» Exercise requirements:
Each line below should be repeated exactly, but no picture should be carried over.
┄┄┄┄┄┄
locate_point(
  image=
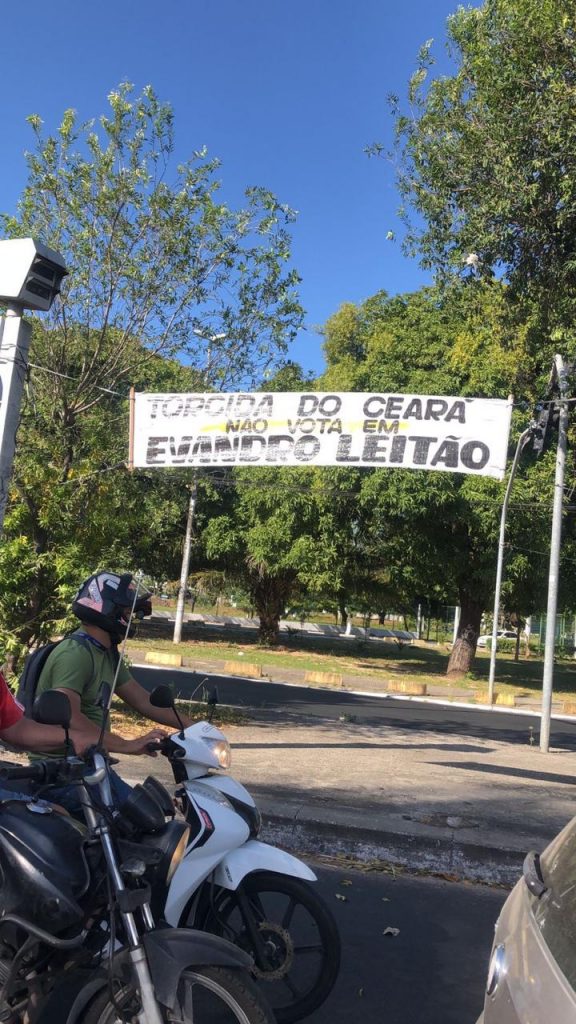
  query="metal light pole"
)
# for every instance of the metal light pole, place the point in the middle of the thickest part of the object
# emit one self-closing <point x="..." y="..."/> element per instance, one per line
<point x="31" y="276"/>
<point x="556" y="537"/>
<point x="186" y="564"/>
<point x="522" y="442"/>
<point x="178" y="619"/>
<point x="14" y="344"/>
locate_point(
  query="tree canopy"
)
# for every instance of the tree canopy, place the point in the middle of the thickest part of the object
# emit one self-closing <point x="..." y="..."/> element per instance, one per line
<point x="168" y="287"/>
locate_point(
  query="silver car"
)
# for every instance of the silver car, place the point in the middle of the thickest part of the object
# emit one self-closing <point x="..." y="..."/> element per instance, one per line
<point x="532" y="975"/>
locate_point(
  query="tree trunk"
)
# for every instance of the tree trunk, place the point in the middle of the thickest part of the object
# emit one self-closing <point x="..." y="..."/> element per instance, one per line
<point x="270" y="595"/>
<point x="463" y="650"/>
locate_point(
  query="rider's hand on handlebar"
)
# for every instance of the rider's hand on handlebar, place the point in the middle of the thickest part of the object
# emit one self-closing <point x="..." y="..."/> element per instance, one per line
<point x="140" y="743"/>
<point x="81" y="740"/>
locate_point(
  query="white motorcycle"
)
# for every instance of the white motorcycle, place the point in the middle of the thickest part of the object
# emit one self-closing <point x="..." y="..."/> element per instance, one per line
<point x="231" y="884"/>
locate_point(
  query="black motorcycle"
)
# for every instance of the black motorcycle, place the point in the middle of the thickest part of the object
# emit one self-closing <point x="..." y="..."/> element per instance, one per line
<point x="79" y="942"/>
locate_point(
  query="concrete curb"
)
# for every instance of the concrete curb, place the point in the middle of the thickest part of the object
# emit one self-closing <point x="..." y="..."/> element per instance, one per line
<point x="467" y="853"/>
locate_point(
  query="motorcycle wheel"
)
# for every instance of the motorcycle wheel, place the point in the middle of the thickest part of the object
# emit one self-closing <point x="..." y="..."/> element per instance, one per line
<point x="206" y="995"/>
<point x="301" y="940"/>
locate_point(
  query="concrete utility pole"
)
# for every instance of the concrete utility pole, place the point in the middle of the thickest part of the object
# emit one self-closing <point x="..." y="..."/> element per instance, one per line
<point x="178" y="620"/>
<point x="31" y="276"/>
<point x="522" y="442"/>
<point x="212" y="340"/>
<point x="556" y="538"/>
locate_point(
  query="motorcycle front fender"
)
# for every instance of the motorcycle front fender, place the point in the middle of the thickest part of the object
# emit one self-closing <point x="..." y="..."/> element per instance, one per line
<point x="256" y="856"/>
<point x="170" y="951"/>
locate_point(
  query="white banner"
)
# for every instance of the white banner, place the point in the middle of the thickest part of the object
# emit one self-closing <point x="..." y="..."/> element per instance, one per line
<point x="321" y="428"/>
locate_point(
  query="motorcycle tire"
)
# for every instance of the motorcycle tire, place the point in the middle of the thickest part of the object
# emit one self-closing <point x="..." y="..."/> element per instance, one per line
<point x="279" y="903"/>
<point x="219" y="996"/>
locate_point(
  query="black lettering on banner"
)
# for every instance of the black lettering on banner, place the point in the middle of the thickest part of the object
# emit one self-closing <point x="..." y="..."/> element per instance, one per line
<point x="279" y="448"/>
<point x="421" y="449"/>
<point x="394" y="407"/>
<point x="374" y="406"/>
<point x="193" y="404"/>
<point x="251" y="448"/>
<point x="215" y="404"/>
<point x="179" y="454"/>
<point x="448" y="454"/>
<point x="168" y="410"/>
<point x="457" y="412"/>
<point x="436" y="408"/>
<point x="397" y="451"/>
<point x="329" y="404"/>
<point x="202" y="450"/>
<point x="307" y="404"/>
<point x="468" y="455"/>
<point x="374" y="450"/>
<point x="306" y="426"/>
<point x="264" y="407"/>
<point x="225" y="448"/>
<point x="414" y="410"/>
<point x="306" y="449"/>
<point x="155" y="455"/>
<point x="343" y="450"/>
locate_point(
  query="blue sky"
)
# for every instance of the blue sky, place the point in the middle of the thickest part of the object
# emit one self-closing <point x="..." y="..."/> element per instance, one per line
<point x="286" y="94"/>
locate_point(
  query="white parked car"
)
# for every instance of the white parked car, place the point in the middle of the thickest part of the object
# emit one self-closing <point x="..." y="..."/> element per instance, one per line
<point x="483" y="641"/>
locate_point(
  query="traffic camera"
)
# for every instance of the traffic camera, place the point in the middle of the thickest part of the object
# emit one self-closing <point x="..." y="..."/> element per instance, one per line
<point x="31" y="273"/>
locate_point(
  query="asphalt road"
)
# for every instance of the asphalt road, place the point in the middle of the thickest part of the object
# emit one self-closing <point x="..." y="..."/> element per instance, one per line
<point x="411" y="715"/>
<point x="433" y="972"/>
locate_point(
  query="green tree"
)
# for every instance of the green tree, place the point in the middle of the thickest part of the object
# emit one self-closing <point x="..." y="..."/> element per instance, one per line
<point x="436" y="534"/>
<point x="166" y="282"/>
<point x="263" y="540"/>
┄┄┄┄┄┄
» Your solution:
locate_point(
  image=
  query="metal light pole"
)
# for every instance of the metal light pole, place the point in the middle of the thickest part of the object
# emit one self-closing <point x="..." y="..."/> element per instance, one per line
<point x="31" y="276"/>
<point x="556" y="537"/>
<point x="186" y="564"/>
<point x="522" y="442"/>
<point x="178" y="619"/>
<point x="14" y="344"/>
locate_point(
  query="tree canopy"
)
# for every instance of the tree canopy, place the point in the middle of the thickest part of the object
# emit one self-closing <point x="..." y="..."/> element per instance, one per line
<point x="168" y="287"/>
locate_point(
  query="silver car"
)
# for every instance of the silver car, place the point in the middle of the thickest part of the object
# emit one self-closing <point x="..." y="..."/> element per instance, one per line
<point x="532" y="975"/>
locate_point(
  query="tree trunk"
)
# for every instance of the tree trunk, place the point in the middle of the thickest part of the object
# emit one self-closing <point x="..." y="..."/> element per instance, one per line
<point x="270" y="595"/>
<point x="463" y="650"/>
locate_point(
  query="rider's hand on handlebar"
)
# for every instance of the rider's hand on handlebar, place the point in the middle of the thickest part of the object
# emit one self-closing <point x="..." y="..."/> element per instance, one per line
<point x="140" y="743"/>
<point x="81" y="740"/>
locate_point(
  query="white motorcycle"
)
# for every instance of the white motorcycle, place the point in the middle of the thickest part of the object
# emit one self-closing <point x="..." y="..."/> element per instance, one per line
<point x="231" y="884"/>
locate_point(
  query="black motorcycle"
)
# for every instance of the black motorcycle, place the point in the middle of the thickest part of the object
# emit one self-closing <point x="..." y="..."/> element per instance, one per line
<point x="79" y="942"/>
locate_point(
  query="concrete curb"
)
# for every instance of the concrete curb, place the point in the middle of the thickest part of the object
# emit one self-closing <point x="..." y="..."/> element per instance, one per line
<point x="467" y="853"/>
locate_point(
  query="motorcycle wheel"
)
# for every instance of the motorcycle wheel, place the point in the middle of the thickest part of the object
# emit one self-closing <point x="..." y="..."/> element per instance, one per line
<point x="206" y="995"/>
<point x="301" y="940"/>
locate_point(
  query="concrete utility pole"
)
# for every instance of the concrete utility pole, place the point in the middle of the thickest part of the object
# emit one self-closing <point x="..." y="..."/> element per instance, one per line
<point x="178" y="620"/>
<point x="31" y="276"/>
<point x="522" y="442"/>
<point x="212" y="340"/>
<point x="556" y="538"/>
locate_point(
  query="motorcycle front fender"
)
# for every instance of the motorcycle front fender, place the point in the middle of the thickest part of the object
# emit one self-closing <point x="..." y="..."/> element per instance, one per line
<point x="256" y="856"/>
<point x="170" y="951"/>
locate_point(
  query="white banner"
)
# for every instance of the white banner, place the point in the middle of the thickest part of the object
# emit one self-closing <point x="..." y="..."/> element per instance, one per line
<point x="321" y="428"/>
locate_point(
  query="motorcycle tire"
)
# for every instance of the motorcycle tire, place the point in the middle of the thickest part of the object
# emit one self-closing <point x="..." y="..."/> element per instance, one per line
<point x="279" y="903"/>
<point x="219" y="996"/>
locate_point(
  query="black lettering on banner"
)
# for every instance of the black lettering on banner, place the point in the middle of the thickest part of the object
# emit one self-closing <point x="..." y="..."/> element per instance, one per line
<point x="279" y="448"/>
<point x="421" y="449"/>
<point x="394" y="407"/>
<point x="374" y="406"/>
<point x="193" y="404"/>
<point x="251" y="448"/>
<point x="215" y="404"/>
<point x="179" y="454"/>
<point x="448" y="454"/>
<point x="168" y="410"/>
<point x="457" y="412"/>
<point x="436" y="408"/>
<point x="397" y="451"/>
<point x="329" y="404"/>
<point x="202" y="450"/>
<point x="307" y="404"/>
<point x="468" y="455"/>
<point x="374" y="450"/>
<point x="306" y="426"/>
<point x="264" y="407"/>
<point x="225" y="448"/>
<point x="414" y="410"/>
<point x="306" y="449"/>
<point x="155" y="455"/>
<point x="343" y="450"/>
locate_point(
  query="blue sky"
)
# for every instance of the blue sky, place the point in the middle of the thickest part of the object
# emit one self-closing <point x="..." y="..."/> element per instance, one per line
<point x="286" y="94"/>
locate_point(
  query="white parked car"
)
# for every instance of the white parked car, place the point in the middle of the thickest part of the object
# emit one self-closing <point x="..." y="..."/> element per instance, one per line
<point x="483" y="641"/>
locate_point(
  query="traffic camera"
)
# for every instance of the traffic camera, place the point in the middle of the thickest part of the object
# emit one self-closing <point x="..." y="..."/> element per instance, one per line
<point x="31" y="273"/>
locate_point(
  query="asphalt road"
)
# for every instance of the asphalt road, place the point in the middle of the thickest part of the object
# emit one self-closing <point x="..." y="..."/> element per instance, one per line
<point x="411" y="715"/>
<point x="433" y="972"/>
locate_point(
  query="green tree"
)
# for every instance of the green tree, place the point in the middle of the thickest part of the object
# emit one self-closing <point x="..." y="..."/> element per instance, one per line
<point x="436" y="534"/>
<point x="166" y="282"/>
<point x="263" y="540"/>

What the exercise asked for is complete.